- **PROBLEMS TO WORK ON**
a) Answer these questions using the passage on Asia-Pacific natural gas trade.
(i) In what form does most international gas trade in the Asia-Pacific region take place?
(ii) What contract length and offtake level does the traditional LNG contract require of the buyer before take-or-pay clauses are triggered?
(iii) By how much is total Asian-Pacific LNG demand expected to grow during 2005-10?
b) Write the next part of the passage on Asia-Pacific natural gas trade, starting after its last sentence.

Due to the geography of the region and the location of the major gas im porters and suppliers, most of the international trade of gas in the Asia-Pacific region is in the form of LNG. Short distance pipelines, however, may well be the most economical supply method.

The existence of substantial base demand in some countries and the continuing gas finds near demand centers will certainly increase utilization. Trades between neighboring countries will continue to increase whenever untapped supplies can be economically utilized.

Complications in natural gas supply arise when there are several projects competing to fulfill the (potential) energy demand. While competition from different sources of natural gas, including LNG, does not necessarily affect the eventual gas consumption, a type of supply other than natural gas coming in will affect the feasibility of the natural gas supply. This will result in delaying a few gas projects.

Moreover, a commitment to take substantial amounts of gas over a long period-necessary to make a project economically feasible-jeopardizes the buyers' flexibility. This is especially true if less-expensive new sources of natural gas arise; it is the inherent problem with LNG trades.

The anticipated high consumption growth depends largely on how buyers, sellers, and financiers of each project arrive at flexible terms, both in the period of the contract and the minimum gas take.

In an era of deregulation and the increasing role of independent power, the traditional contract structure for LNG seems inappropriate. It commits the buyer to 20-25-year contracts and 90-95% offtake before take-or-pay clauses are triggered.

The inflexibility of the contract structure is itself an impediment to expanding gas use, as the buyer, typically a power company, justifiably fears facing the harsh take-or-pay situation. Inability to take the gas can result from an economic downturn or loss of markets to independent power producers (IPPs).

IPPs themselves fear the same inflexibility. As such, consumption may well be below potential demand because of the nature of the contracts. This is not a serious problem in the US or Europe, where multiple pipelines and multiple buyers can buy gas at short notice or even in futures exchanges.

In Asia, however, the long distance between buyers and sellers, the peaking problems for gas demand, and the lack of a gas consumption culture have added to the inflexibility and have impeded gas use in certain markets.

Emerging is a widespread realization that the system must change. Take-or-pay contracts do not protect sellers and can reduce potential gas demand. The need for flexibility is obvious, and both sellers and financiers seem ready to look at new options. It will take 5 years or more for the system to change fundamentally, but a new gas world is unfolding.

Asian LNG demand

Total Asian-Pacific LNG demand is expected to grow by 16 million tonnes per year (tpy) in 2000-05 and by 30 million tpy during 2005-10.

(Point placement records)

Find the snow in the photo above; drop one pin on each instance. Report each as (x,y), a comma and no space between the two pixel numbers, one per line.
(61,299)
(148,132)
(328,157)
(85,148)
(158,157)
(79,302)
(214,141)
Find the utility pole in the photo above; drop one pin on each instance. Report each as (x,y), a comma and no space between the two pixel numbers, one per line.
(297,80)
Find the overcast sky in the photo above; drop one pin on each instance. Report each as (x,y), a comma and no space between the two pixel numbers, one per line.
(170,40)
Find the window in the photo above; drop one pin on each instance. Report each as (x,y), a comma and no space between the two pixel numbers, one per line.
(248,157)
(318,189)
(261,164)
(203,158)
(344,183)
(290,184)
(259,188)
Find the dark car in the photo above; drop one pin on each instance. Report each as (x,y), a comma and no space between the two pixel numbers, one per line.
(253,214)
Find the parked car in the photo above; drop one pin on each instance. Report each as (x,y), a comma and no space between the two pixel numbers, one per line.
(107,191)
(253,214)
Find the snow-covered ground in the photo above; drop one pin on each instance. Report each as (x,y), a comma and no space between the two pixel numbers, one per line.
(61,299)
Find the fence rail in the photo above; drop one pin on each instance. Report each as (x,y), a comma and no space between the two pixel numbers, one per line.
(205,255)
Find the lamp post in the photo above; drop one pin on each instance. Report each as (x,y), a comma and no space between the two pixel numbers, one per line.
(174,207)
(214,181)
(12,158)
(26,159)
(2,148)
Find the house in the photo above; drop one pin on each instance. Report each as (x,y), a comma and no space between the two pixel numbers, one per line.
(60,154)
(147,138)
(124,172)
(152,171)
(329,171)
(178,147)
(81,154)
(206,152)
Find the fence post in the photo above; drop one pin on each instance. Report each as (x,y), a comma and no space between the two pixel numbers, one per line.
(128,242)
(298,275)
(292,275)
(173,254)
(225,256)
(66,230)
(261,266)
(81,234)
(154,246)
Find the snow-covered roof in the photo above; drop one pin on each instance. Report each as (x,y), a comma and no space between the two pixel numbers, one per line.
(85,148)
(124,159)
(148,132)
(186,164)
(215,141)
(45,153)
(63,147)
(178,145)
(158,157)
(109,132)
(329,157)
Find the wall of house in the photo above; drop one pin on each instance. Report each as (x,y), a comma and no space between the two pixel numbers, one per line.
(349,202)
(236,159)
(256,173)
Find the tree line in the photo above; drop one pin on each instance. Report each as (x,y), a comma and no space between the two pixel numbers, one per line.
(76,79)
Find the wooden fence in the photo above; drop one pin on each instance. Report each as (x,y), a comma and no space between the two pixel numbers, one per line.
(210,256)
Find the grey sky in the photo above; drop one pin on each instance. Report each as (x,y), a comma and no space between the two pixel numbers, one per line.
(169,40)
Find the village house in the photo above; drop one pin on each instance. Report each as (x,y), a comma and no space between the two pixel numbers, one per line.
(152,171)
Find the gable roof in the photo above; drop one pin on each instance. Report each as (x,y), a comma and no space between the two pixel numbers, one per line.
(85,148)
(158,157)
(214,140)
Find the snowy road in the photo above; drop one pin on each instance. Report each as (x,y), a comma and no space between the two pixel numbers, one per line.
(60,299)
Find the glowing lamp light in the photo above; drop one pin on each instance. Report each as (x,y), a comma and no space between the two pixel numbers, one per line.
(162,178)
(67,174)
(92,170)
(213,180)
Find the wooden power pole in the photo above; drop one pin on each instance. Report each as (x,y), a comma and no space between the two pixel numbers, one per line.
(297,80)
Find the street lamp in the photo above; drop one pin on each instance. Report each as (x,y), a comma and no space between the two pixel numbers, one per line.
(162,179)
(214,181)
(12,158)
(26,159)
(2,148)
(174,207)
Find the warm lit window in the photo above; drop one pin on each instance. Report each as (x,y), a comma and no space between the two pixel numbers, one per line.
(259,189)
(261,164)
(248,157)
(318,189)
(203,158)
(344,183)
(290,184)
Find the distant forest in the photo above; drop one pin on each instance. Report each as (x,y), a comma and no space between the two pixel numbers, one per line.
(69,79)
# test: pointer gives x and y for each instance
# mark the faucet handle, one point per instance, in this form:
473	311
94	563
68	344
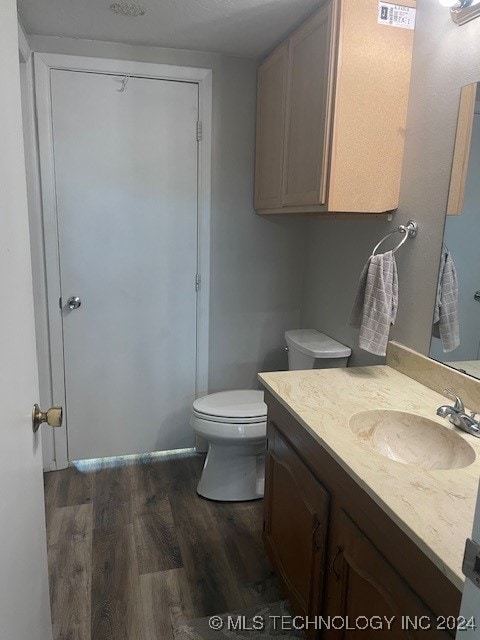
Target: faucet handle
459	406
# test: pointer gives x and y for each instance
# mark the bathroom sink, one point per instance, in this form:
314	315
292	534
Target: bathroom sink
412	439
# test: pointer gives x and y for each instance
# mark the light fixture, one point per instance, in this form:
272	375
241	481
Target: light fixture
128	9
462	11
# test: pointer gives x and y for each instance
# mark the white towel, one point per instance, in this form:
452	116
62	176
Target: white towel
375	307
445	317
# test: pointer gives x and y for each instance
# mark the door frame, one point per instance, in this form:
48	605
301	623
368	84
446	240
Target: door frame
43	65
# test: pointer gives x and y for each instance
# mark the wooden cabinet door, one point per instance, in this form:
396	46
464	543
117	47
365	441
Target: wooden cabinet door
308	111
271	102
461	154
362	585
296	519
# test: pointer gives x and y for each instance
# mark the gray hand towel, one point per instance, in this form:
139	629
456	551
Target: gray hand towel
375	307
445	317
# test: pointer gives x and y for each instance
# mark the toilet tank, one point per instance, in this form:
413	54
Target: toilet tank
310	349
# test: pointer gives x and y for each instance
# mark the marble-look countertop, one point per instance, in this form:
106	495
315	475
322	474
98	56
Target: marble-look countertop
435	508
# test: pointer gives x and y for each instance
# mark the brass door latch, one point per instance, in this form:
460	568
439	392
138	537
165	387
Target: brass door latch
53	417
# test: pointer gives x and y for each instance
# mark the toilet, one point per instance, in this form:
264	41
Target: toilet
234	423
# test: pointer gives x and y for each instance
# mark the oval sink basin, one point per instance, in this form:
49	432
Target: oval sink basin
412	439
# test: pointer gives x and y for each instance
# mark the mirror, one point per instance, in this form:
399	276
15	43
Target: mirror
456	330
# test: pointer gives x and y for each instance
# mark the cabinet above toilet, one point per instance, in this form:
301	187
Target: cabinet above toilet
331	112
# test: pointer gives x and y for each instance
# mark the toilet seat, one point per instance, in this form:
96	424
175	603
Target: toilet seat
232	407
234	423
216	430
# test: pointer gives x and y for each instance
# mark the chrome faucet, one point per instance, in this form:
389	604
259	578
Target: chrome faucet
458	417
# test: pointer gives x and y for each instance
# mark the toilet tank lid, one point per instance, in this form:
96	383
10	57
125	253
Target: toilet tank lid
316	344
242	403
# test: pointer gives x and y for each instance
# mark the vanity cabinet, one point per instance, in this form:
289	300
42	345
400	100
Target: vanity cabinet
331	114
336	552
295	532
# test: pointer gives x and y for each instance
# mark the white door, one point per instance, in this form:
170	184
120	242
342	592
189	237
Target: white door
24	600
125	152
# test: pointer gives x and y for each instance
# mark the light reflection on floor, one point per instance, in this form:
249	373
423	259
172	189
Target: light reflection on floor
95	464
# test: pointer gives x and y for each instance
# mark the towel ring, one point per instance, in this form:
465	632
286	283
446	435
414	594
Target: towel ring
409	230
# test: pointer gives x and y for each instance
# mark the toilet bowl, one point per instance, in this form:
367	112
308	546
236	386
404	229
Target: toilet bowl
234	423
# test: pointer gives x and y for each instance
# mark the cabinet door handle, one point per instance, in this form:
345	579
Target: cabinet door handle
334	562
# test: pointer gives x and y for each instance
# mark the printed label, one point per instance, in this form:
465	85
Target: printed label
395	15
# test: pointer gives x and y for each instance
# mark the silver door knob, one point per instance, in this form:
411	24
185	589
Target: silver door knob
74	302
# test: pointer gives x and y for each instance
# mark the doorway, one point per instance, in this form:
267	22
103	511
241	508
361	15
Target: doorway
125	159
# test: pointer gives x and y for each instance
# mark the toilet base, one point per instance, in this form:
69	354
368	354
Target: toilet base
233	472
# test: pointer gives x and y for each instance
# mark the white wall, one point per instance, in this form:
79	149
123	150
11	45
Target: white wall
255	262
445	58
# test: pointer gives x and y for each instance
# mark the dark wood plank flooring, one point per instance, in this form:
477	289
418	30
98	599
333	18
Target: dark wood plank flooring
133	550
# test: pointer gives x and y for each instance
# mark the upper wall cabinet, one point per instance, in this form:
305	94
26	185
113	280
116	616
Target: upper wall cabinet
331	115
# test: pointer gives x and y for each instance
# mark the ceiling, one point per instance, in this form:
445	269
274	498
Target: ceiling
246	28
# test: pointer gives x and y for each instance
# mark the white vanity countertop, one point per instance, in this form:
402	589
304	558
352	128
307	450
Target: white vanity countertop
434	508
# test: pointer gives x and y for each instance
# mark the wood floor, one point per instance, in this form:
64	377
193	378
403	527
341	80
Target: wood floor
133	550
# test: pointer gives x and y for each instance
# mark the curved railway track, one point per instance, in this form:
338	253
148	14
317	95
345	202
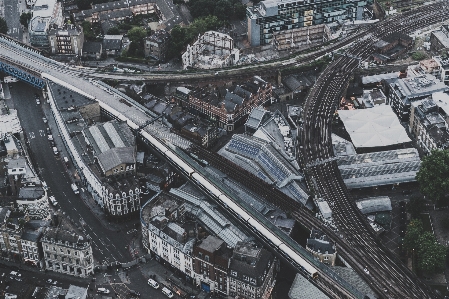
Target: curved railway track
391	278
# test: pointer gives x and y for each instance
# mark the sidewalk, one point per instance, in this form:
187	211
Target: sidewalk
85	196
164	276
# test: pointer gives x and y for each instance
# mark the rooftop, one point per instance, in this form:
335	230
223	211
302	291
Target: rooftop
374	127
379	168
374	204
302	288
211	244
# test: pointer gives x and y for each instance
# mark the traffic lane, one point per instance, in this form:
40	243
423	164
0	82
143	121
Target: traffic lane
140	283
51	168
12	18
108	245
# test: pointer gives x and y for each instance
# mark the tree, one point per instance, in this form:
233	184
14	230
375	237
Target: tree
25	18
411	239
430	255
113	31
416	206
433	176
137	34
3	26
88	32
418	56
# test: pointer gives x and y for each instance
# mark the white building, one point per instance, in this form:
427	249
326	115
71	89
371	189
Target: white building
66	251
45	13
211	50
33	201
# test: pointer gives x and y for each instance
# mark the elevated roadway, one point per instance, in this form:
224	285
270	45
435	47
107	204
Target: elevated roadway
387	277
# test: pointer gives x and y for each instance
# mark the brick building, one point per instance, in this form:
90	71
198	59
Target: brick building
227	107
66	251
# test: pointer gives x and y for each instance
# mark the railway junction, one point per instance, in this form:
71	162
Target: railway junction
357	243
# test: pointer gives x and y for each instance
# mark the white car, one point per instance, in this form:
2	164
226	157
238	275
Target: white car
103	291
153	283
53	200
167	292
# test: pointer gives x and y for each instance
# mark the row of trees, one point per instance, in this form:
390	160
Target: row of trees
181	36
429	254
3	26
224	10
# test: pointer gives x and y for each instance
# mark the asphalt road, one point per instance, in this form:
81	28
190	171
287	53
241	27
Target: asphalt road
12	11
108	245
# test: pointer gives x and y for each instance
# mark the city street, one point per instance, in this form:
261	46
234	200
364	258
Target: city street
108	245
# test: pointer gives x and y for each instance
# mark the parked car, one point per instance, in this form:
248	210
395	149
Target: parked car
167	292
133	293
153	283
53	200
102	291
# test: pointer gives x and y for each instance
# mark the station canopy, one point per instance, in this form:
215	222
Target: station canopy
374	127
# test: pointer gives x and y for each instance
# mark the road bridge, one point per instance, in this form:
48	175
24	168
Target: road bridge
387	277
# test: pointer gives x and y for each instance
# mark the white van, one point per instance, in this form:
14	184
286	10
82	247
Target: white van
75	188
153	283
16	274
167	292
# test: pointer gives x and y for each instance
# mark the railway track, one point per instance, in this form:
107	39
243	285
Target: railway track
391	278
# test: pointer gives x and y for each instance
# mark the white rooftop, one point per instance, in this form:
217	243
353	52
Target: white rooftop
442	100
374	127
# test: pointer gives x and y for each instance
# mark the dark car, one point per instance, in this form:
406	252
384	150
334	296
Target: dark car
134	293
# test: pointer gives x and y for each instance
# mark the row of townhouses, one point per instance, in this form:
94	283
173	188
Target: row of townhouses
51	245
182	230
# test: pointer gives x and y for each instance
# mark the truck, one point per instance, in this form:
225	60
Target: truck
66	161
75	188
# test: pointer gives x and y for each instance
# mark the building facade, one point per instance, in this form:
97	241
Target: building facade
429	122
439	39
156	45
33	201
210	259
228	108
45	15
401	92
67	252
211	50
252	272
68	40
272	16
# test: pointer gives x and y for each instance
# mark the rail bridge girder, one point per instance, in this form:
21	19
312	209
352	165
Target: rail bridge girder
17	72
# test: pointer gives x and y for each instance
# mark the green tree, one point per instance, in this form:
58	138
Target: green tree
433	175
419	56
137	34
25	18
88	32
3	26
416	206
411	238
113	31
430	255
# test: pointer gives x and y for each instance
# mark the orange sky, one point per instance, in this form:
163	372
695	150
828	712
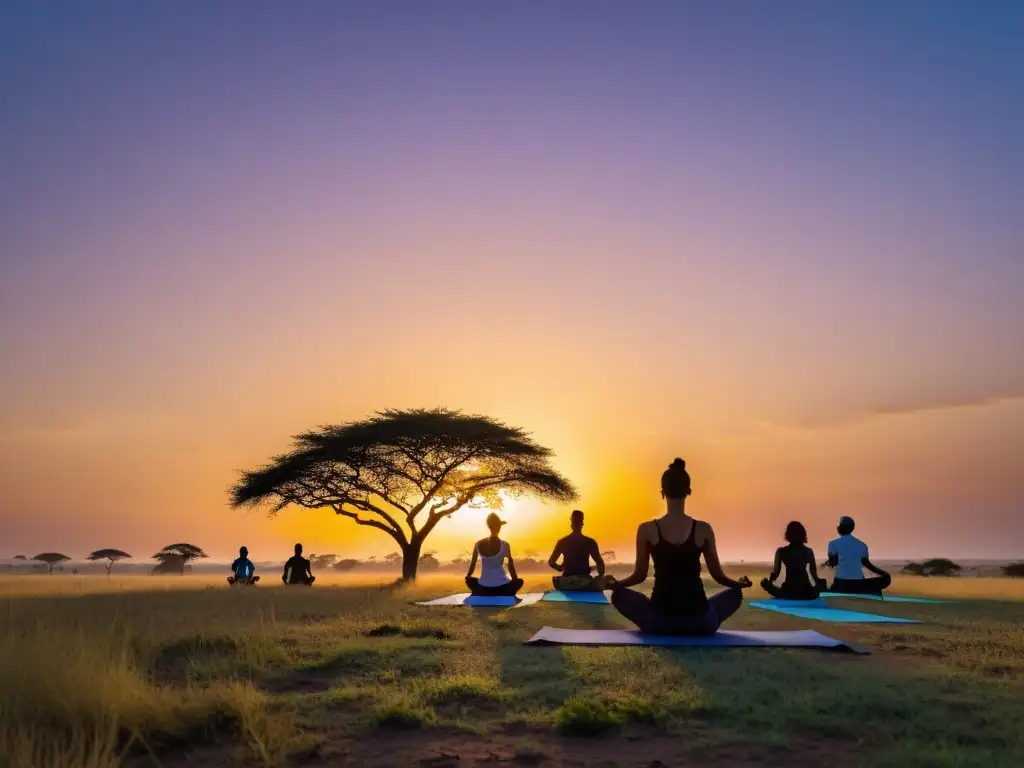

- **RESULTS**
a)
(i) LNG
(ii) 20-25-year contracts and 90-95% offtake
(iii) 30 million tonnes per year

b)
The greatest growth will be in India and South Korea. Japan will see little growth through 2010. South Korea will have average annual growth rates (AAGR) of 4.5% and 7.1% in 2000-05 and in 2005-10 respectively.

Taiwan will have an AAGR of 10.2% in 2000-05 and 9.1% during 2005-10.

During 2005-10, China's AAGR for LNG demand will be 13.6%, and India's AAGR for LNG demand will be 19.1%.

The overall AAGR for Asia-Pacific LNG demand will be 4.2% during 2000-05 and 6.3% in 2005-10. Table 2 shows the Asia-Pacific LNG demand forecast through 2010.

India

In India, companies are racing to finance and build LNG import terminals, followed by a power plant, and eventually a grid of pipelines to reach consumers. In spite of numerous projects, there is only room for 4-5 terminals.

Many of the proposed LNG terminal projects would serve the same market: Dahej, Hazira, Jamnagar and Pipavav in Gujarat; Dabhol and Trombay in Maharashtra; Mangalore in Karnataka; Cochin in Kerala; Ennore in Tamil Nadu; and the Kakinada projects in Andhra Pradesh.

With such intense competition, LNG prices into India are likely to be very reasonable. Dahej already has supply arrangements and excellent government relations. Realistically only two or three other players will enter the market.

India's gas regulations also are changing. While there is a current import tax of 28% on LNG, a national gas act is being formulated to reduce the import tax to levels more in line with those of other LNG importers. South Korea charges a 5% customs duty; Europe, Japan, and the US have no tax whatsoever. The gas act will likely make gas development more transparent, consistent, and less ambiguous for foreign companies and financiers.

South Korea

South Korea, the second largest LNG importer in the world, contains the fastest-growing LNG market in the Asia-Pacific region. Since 1987, gas consumption has increased 18.7%/year due to a number of factors:

  • Economic growth.
  • Increased energy requirements in city gas and power generation.
  • Government efforts to promote oil and coal alternatives.
  • More-stringent environmental regulations that favor cleaner fuels such as natural gas and nuclear power, although the populations of both South Korea and Japan fear nuclear power, especially after Japan's recent nuclear accident near residential areas.

LNG demand growth in South Korea during 1991-99 was 5.78 and 1.35 times higher than Japanese and Taiwanese markets. Although South Korea is not bound by the Kyoto Protocol, the government has volunteered to reduce greenhouse emissions starting in 2018.

South Korea relies on imported LNG to meet all of its natural gas requirements. This trend will continue despite recent gas discoveries, which are not expected to provide significant shares to total supply.

If the 2002 volume of imported LNG (16.9 million tpy) continues until 2020, small gaps in 2005 and 2010 can be filled by flexibility in existing contracts or spot cargo sales.

Korea Gas Corp. or its successors would need to negotiate for additional supplies. LNG options are likely candidates, either from increased imports under existing contracts or new contracts with projects such as the Northwest Shelf's Train 5, Tangguh, or Yemen.

Japan

Japan is the world's largest LNG consumer, with 51.3 million tpy in 1999. Gas demand weakened in the 1990s, however, due to the worst economic recession in the post-war period. Although signs of recovery are emerging, the future Japanese economy and gas outlooks are still guarded.

Growth rate in gas demand will reach only 1.6% during 1999-2010, the lowest among LNG importing countries in Asia and well below the projected regional LNG demand average of 5.3%.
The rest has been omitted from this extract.